WHAT YOU SHOULD DO — Write the next part of the Canada Gazette summary of Department of the Environment notices below, starting after its last sentence. The data that follows the summary is not part of this task.
-- start SELECTION --
Canada Gazette, Part I, Volume 160, Number 26: GOVERNMENT NOTICES
DEPARTMENT OF THE ENVIRONMENT
Summary
This Canada Gazette issue contains two main Environment Department items. First, a final ministerial condition lets the company that notified the government on Jan. 19, 2026 make or import the chemical castor oil, monomaleate only for certain personal‑care products at 2.5% weight or less and subject to record‑keeping and transfer rules (effective June 10, 2026). Second, the government is asking for public comment (June 27–Aug. 27, 2026) on a proposal to require advance notification for new uses or imports of four related chemicals (TEA, DEA, LDE, CDE) when they are used above set concentration or yearly import thresholds in selected consumer products.
What it does
Ministerial condition (final): Allows a specific notifier to manufacture or import castor oil, monomaleate but only to make liquid body wash, shower gel, shampoo, conditioner, liquid hand soap or toothpaste where the chemical is at 2.5% weight or less. The notifier must tell and get written agreement from any buyer (unless the chemical is already in a finished product) that the material won’t be used in other products. It must also keep records of uses, concentrations, quantities and transfers for at least five years. Notice of intent (proposal and consultation): Proposes to amend the list of substances so that anyone proposing certain new activities with four chemicals (TEA, DEA, LDE, CDE) would have to submit a Significant New Activity Notification at least 90 days before starting. The proposal targets specific product types and sets concentration and annual import quantity triggers (for example: TEA in air fresheners over 4% or >10 kg imported per year; DEA in cleaning sprays at or above 3%; LDE in leave‑on cosmetics above 2.5%; and CDE above set thresholds for cleaners or certain cosmetics). Some uses — like research only, site‑limited intermediates, or export‑only products — would be exempt.
-- end SELECTION --
-- start INFORMATION SHOWN --
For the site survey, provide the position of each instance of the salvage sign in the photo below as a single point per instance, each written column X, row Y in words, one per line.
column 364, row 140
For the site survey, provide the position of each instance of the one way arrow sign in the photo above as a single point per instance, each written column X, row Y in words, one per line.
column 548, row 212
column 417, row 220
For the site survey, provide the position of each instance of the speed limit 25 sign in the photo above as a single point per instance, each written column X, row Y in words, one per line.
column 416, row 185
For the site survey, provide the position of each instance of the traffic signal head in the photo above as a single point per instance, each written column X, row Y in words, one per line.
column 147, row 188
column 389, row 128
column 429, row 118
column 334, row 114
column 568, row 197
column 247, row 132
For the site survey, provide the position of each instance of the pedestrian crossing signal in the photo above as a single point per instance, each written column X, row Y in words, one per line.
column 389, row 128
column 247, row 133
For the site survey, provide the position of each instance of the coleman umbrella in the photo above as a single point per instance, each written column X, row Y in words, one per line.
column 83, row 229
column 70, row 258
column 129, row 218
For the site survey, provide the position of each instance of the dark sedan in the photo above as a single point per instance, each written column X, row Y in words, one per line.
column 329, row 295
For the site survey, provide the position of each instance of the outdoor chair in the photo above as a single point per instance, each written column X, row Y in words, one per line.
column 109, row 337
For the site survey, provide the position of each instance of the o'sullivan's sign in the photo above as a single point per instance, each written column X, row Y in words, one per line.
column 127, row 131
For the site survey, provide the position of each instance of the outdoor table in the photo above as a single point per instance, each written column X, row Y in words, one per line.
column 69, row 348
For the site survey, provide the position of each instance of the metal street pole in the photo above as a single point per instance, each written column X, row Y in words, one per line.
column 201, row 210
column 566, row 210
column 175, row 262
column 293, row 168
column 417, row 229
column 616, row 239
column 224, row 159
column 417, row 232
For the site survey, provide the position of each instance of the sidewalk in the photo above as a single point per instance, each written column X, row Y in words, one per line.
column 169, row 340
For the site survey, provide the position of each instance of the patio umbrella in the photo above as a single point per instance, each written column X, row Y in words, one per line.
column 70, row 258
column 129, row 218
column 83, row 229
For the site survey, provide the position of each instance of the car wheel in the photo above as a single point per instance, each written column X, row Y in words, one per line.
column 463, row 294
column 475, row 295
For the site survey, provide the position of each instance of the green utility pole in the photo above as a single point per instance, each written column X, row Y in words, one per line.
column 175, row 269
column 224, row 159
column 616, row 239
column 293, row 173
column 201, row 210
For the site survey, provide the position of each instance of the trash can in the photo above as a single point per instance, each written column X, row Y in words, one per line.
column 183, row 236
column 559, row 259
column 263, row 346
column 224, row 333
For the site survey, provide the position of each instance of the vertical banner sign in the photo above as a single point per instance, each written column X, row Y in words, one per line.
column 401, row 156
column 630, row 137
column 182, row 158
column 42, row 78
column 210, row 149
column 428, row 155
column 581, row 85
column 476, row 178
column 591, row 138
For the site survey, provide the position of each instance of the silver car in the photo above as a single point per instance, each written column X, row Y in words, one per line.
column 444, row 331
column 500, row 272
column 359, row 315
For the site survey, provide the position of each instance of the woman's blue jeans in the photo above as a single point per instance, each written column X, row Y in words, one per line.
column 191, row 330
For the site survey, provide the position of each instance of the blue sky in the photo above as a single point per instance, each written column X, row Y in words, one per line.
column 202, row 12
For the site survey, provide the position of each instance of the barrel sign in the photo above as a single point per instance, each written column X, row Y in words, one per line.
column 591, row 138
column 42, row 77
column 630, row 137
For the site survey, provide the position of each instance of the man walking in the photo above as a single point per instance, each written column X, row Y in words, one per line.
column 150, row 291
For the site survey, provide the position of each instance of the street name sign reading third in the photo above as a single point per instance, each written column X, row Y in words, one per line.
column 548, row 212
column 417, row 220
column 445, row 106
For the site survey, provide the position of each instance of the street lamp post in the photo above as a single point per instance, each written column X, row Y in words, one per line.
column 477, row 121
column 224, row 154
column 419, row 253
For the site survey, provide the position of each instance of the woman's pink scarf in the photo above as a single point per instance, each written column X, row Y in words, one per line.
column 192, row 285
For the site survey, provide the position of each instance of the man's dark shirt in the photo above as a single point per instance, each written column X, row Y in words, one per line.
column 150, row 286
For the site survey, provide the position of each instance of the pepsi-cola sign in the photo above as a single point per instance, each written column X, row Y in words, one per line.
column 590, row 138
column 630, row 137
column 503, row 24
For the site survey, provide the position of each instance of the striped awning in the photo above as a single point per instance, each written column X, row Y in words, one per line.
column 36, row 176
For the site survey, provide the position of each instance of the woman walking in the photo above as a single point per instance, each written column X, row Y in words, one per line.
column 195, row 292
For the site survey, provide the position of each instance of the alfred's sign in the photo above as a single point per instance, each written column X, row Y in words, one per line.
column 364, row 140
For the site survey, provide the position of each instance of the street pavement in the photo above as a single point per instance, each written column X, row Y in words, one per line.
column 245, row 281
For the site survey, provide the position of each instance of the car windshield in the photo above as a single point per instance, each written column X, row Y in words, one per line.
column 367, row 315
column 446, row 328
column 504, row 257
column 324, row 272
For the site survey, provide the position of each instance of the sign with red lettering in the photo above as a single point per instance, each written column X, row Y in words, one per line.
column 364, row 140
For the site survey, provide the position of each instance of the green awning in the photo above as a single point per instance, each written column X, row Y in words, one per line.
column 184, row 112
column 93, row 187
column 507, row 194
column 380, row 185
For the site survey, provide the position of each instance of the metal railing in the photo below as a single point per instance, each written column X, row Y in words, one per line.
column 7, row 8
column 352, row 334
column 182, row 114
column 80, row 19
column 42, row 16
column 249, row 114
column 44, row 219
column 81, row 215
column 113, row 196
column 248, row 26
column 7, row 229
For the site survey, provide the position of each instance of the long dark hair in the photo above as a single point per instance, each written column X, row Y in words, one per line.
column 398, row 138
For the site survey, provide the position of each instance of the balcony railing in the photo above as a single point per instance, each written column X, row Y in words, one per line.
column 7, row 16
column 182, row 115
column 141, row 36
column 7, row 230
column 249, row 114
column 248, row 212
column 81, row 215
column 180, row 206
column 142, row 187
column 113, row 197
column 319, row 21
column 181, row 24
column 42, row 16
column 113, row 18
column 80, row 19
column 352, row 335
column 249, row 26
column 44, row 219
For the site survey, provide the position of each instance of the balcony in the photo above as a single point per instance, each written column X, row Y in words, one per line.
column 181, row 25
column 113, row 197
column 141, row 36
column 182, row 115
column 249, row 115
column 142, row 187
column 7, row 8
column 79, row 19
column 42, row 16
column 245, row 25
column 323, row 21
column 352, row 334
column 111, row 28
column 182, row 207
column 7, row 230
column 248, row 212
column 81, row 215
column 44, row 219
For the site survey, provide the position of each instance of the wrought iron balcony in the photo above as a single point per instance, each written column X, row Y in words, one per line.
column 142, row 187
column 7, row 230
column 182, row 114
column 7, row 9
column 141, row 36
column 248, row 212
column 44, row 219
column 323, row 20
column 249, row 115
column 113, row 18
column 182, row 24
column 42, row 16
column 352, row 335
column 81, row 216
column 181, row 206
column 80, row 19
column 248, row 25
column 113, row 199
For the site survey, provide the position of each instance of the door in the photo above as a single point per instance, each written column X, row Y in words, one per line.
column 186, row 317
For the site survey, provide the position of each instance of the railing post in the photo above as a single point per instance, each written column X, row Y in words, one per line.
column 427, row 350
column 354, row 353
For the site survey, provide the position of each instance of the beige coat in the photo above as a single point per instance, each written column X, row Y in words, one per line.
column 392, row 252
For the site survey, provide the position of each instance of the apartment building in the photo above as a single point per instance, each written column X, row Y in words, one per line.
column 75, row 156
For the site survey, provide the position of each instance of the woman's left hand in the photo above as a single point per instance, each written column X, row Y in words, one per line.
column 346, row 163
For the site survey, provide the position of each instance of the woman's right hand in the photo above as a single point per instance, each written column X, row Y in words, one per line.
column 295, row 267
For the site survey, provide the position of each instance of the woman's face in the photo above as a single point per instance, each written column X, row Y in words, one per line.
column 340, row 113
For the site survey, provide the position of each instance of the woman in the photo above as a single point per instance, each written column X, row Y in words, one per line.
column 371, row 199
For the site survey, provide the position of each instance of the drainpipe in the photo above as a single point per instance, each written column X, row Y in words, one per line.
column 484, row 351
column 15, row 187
-- end INFORMATION SHOWN --
TASK RESPONSE —
Who it affects
For the ministerial condition: the notifier (the company that provided information to the government on Jan. 19, 2026), plus any firms that buy, use, import, manufacture or supply castor oil, monomaleate for the listed personal‑care products. For the notice of intent: manufacturers, formulators, importers and distributors of air fresheners, cleaning sprays, toiletries, shampoos, leave‑on cosmetics and some other consumer products, and their compliance officers. Consumers could be indirectly affected if product formulations change. It is unclear from the notice which specific companies will be most affected beyond general product sectors.
Why it matters
The ministerial condition limits how one chemical can be used and makes its supply chain traceable through written agreements and records. That reduces chances the chemical will start being used in other, higher‑exposure products without oversight. The proposed DSL change would give regulators advance notice when industry plans to start new or expanded uses of the four named chemicals above certain thresholds. That allows health and environment assessments before those uses begin, which can slow or change product reformulations and gives the public an opportunity to comment.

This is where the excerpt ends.